INPUT
★ ★ ★ ★ ★ ★ ★

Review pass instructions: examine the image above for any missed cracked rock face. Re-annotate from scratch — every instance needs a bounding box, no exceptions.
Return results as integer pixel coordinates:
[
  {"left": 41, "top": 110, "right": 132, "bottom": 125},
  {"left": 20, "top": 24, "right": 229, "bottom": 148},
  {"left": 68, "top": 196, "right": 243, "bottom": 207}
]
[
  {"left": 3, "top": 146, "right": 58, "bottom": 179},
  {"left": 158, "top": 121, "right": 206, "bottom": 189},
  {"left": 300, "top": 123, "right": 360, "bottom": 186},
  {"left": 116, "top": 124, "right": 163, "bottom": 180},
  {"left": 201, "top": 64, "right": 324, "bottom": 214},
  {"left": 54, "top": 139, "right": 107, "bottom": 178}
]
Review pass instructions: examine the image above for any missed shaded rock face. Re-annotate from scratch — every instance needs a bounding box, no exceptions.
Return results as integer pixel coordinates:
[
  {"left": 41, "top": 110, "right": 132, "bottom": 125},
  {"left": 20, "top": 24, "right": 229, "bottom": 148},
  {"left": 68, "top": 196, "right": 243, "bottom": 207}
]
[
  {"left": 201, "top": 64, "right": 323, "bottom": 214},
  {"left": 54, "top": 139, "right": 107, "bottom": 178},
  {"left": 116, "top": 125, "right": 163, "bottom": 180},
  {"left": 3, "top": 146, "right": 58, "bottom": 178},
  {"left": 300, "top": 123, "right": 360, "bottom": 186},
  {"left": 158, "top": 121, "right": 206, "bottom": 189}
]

★ ★ ★ ★ ★ ★ ★

EXERCISE
Would you reproduce the whole listing exactly as it stands?

ANSWER SECTION
Review pass instructions: examine the image above for any missed cracked rock face. Re-annotate from scratch — every instance needs a bounding box, no exceptions.
Return results as integer pixel coordinates:
[
  {"left": 41, "top": 110, "right": 132, "bottom": 125},
  {"left": 20, "top": 24, "right": 229, "bottom": 148},
  {"left": 68, "top": 196, "right": 243, "bottom": 207}
]
[
  {"left": 3, "top": 146, "right": 58, "bottom": 179},
  {"left": 158, "top": 121, "right": 206, "bottom": 189},
  {"left": 300, "top": 123, "right": 360, "bottom": 186},
  {"left": 116, "top": 124, "right": 163, "bottom": 180},
  {"left": 201, "top": 64, "right": 324, "bottom": 214},
  {"left": 54, "top": 139, "right": 107, "bottom": 178}
]
Review pass instructions: examine the image above for any missed shaded rock face. Re-annotate from scratch — every instance needs a bounding box, no exceptions.
Return results as integer pixel coordinates:
[
  {"left": 41, "top": 110, "right": 132, "bottom": 125},
  {"left": 20, "top": 24, "right": 229, "bottom": 148},
  {"left": 68, "top": 196, "right": 243, "bottom": 207}
]
[
  {"left": 201, "top": 64, "right": 323, "bottom": 214},
  {"left": 54, "top": 139, "right": 107, "bottom": 178},
  {"left": 116, "top": 125, "right": 163, "bottom": 180},
  {"left": 3, "top": 146, "right": 58, "bottom": 178},
  {"left": 300, "top": 123, "right": 360, "bottom": 186},
  {"left": 158, "top": 121, "right": 206, "bottom": 189}
]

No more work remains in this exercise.